▶ [Soal untuk Dikerjakan]:
A – Sebutkan jumlah kasus perceraian di Jawa Barat sepanjang 2022 menurut teks tentang perceraian di Indonesia.
B – Jelaskan, berdasarkan teks tentang perceraian di Indonesia, mengapa jumlah kasus perceraian pada 2022 disebut naik dibandingkan tahun sebelumnya.

===== Teks untuk Dianalisis =====

Oleh: Mita Octaviani S.Pd
(Aktivis Muslimah Peduli Generasi)
wacana-edukasi.com, OPINI– Melansir dari Katadata, berdasarkan laporan Statistik Indonesia, jumlah kasus perceraian di Indonesia mencapai 516.334 kasus pada 2022. Jumlah ini naik 15,31% dibandingkan tahun sebelumnya sebanyak 447.743 kasus.
Jawa Barat merupakan provinsi yang memiliki kasus perceraian tertinggi nasional sepanjang 2022. Tercatat, kasus perceraian di Jawa Barat pada tahun lalu mencapai 113.643 kasus atau 22% dari total kasus perceraian nasional. Adapun sekitar 75,4% perceraian di provinsi ini terjadi karena cerai gugat (diajukan pihak istri), sedangkan 24,6% sisanya cerai talak (diajukan pihak suami).
Jawa Timur menempati peringkat kedua sebagai provinsi dengan kasus perceraian tertinggi, yakni 102.065 kasus sepanjang 2022. Selanjutnya, ada Jawa Tengah dengan 85.412 kasus.
Lalu, di posisi berikutnya ada Sumatera Utara dan DKI Jakarta, yang masing-masing mencatatkan 20.029 kasus dan 19.908 kasus perceraian. Di sisi lain, terdapat lima provinsi yang tidak memiliki kasus perceraian sama sekali sepanjang 2022. Di antaranya Kepulauan Riau, Bali, Kalimantan Utara, Sulawesi Barat, dan Papua Barat.
Adapun laporan tersebut mencatat, terdapat 448.126 perceraian di Indonesia yang terjadi berdasarkan faktor penyebabnya pada 2022.

===== Isi Kumpulan Data =====

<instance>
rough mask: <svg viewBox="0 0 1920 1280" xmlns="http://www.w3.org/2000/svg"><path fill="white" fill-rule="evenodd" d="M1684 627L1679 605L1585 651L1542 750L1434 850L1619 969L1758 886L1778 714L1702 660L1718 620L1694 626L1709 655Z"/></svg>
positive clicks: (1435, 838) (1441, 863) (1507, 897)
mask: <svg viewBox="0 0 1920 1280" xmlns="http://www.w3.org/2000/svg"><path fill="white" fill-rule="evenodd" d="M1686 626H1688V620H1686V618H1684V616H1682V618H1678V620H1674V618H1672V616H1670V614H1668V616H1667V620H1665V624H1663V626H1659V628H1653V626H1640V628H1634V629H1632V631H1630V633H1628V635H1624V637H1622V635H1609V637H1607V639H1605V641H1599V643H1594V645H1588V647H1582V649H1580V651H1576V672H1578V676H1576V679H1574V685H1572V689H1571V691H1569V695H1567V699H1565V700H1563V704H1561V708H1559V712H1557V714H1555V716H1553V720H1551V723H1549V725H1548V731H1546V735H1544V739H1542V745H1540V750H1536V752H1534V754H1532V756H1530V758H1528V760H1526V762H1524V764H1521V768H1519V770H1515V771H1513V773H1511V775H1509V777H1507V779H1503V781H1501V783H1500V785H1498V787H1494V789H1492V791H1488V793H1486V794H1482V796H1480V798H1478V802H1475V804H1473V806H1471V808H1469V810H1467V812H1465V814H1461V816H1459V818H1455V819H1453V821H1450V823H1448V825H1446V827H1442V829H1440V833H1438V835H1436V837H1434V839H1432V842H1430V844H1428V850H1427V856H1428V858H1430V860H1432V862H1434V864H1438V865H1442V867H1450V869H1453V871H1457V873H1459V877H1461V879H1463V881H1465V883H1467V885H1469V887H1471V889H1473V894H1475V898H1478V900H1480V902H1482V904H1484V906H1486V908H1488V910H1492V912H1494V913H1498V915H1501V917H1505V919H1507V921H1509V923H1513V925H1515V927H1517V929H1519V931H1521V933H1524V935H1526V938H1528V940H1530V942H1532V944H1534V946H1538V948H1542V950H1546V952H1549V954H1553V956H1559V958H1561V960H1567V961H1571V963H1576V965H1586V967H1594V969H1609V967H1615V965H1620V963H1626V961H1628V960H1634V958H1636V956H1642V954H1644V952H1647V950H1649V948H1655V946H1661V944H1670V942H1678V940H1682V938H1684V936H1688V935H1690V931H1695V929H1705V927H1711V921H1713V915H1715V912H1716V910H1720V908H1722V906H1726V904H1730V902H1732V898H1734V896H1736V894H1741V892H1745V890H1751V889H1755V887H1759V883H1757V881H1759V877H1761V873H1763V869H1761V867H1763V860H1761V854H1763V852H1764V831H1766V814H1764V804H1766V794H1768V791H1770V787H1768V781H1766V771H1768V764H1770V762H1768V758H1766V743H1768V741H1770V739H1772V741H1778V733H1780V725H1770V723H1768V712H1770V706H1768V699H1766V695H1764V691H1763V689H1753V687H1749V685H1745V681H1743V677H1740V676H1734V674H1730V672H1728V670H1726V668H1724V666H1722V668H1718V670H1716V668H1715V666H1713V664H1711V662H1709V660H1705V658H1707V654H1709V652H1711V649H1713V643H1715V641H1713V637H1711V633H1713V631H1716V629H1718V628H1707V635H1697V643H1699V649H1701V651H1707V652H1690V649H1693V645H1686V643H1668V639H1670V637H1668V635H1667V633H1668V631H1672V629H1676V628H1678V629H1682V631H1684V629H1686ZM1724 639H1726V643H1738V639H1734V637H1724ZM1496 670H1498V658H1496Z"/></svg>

=====

▶ [Jawaban Setiap Soal]:
A – Sebanyak 113.643 kasus, atau 22% dari total kasus perceraian nasional.

B – Pada 2022 tercatat 516.334 kasus perceraian, sedangkan tahun sebelumnya ada 447.743 kasus. Karena itu, jumlahnya naik 15,31%.